(AUFGABEN):
**A)** Nenne alles, was laut dem Lesetext im Namen des Antirassismus und des Kampfes gegen rechts geschieht.
**B)** Gib aus dem Lesetext den Abschnitt von „Wer auf der“ bis „Staat Israel dämonisiert.“ wortgetreu wieder.

Ingo Elbes Fazit ist Besorgnis erregend: Postkoloniales Denken habe aus dem Antirassismus eine Weltanschauung gemacht, „die bisweilen Züge eines gegen jede Erfahrung abgeschlossenen Systems annimmt, insbesondere in der generalisierten Verdachtshermeneutik der Orientalismusthese und der Ablehnung des Colour-Blindness-Universalismus“. Diese Weltanschauung bestehe darin, die für bestimmte Zusammenhänge gültigen Erkenntnisse des Antirassismus unzulässig auf andere Sachverhalte auszudehnen, theoretische Konzepte schablonenhaft zu verwenden, ohne empirische Gehalte zu prüfen, eine kulturrelativistische und machtreduktionistische Wissenskonzeption zugrunde zu legen und sich bei der Beschreibung der Realität „von politischen Ressentiments oder volkspädagogischen Absichten leiten zu lassen“.

Wer auf der Spezifik jüdischer Erfahrung beharre und den Antisemitismus von Linken und Minderheiten thematisiere, sei in dieser „Volkspädagogikgemeinschaft“ nicht mehr willkommen. Im Namen des Antirassismus und des Kampfes gegen rechts werde dabei Kritik am konservativen Islam ausgespart, Antisemitismus begrifflich eingeebnet, der Holocaust relativiert und im Zeichen des Kampfes gegen Rassismus und Nationalismus der Zionismus und der Staat Israel dämonisiert.

Es seien genau diese ideologischen Motive, die den Nährboden für die antiisraelische Radikalisierung erheblicher Teile des öffentlichen Diskurses seit dem „antisemitischen Massaker islamistischer Mörderbanden vom Oktober 2023 bilden“, so Elbe. Doch all das sei nichts Neues – der Umbau linker Theoriegebäude habe bereits Ende der 1970er-Jahre begonnen. Faktoren seien hier die immer deutlicher werdende Krise des Realsozialismus, die zur Formelhaftigkeit erstarrte Ideologie des parteioffiziellen Marxismus und der Niedergang vermeintlich säkularer nationaler Befreiungsbewegungen bei gleichzeitigem Aufstieg des Islamismus im Nahen Osten gewesen. Das alles habe zu einer politischen Identitätssuche der Linken geführt.

(MATERIAL):
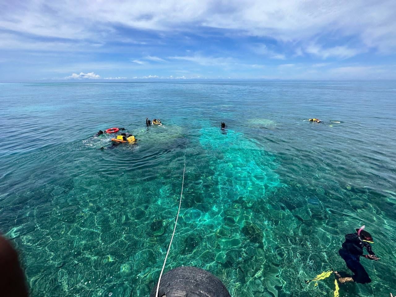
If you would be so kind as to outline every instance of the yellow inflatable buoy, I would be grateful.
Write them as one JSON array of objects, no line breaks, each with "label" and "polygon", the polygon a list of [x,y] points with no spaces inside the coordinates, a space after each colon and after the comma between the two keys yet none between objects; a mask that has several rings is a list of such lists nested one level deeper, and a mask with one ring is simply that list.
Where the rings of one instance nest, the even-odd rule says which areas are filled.
[{"label": "yellow inflatable buoy", "polygon": [[339,297],[340,293],[339,291],[340,287],[338,286],[338,282],[337,280],[334,280],[334,284],[335,285],[335,289],[334,290],[334,297]]},{"label": "yellow inflatable buoy", "polygon": [[316,277],[314,278],[313,278],[312,280],[306,280],[306,284],[309,284],[311,282],[314,280],[324,280],[325,278],[327,278],[329,277],[333,273],[333,270],[331,270],[330,271],[324,271],[320,274],[318,274],[316,276]]}]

(VOLLSTÄNDIGE ANTWORTEN):
**A)**
- Kritik am konservativen Islam wird ausgespart.
- Antisemitismus wird begrifflich eingeebnet.
- Der Holocaust wird relativiert.
- Der Zionismus und der Staat Israel werden im Zeichen des Kampfes gegen Rassismus und Nationalismus dämonisiert.

**B)**
Wer auf der Spezifik jüdischer Erfahrung beharre und den Antisemitismus von Linken und Minderheiten thematisiere, sei in dieser „Volkspädagogikgemeinschaft“ nicht mehr willkommen. Im Namen des Antirassismus und des Kampfes gegen rechts werde dabei Kritik am konservativen Islam ausgespart, Antisemitismus begrifflich eingeebnet, der Holocaust relativiert und im Zeichen des Kampfes gegen Rassismus und Nationalismus der Zionismus und der Staat Israel dämonisiert.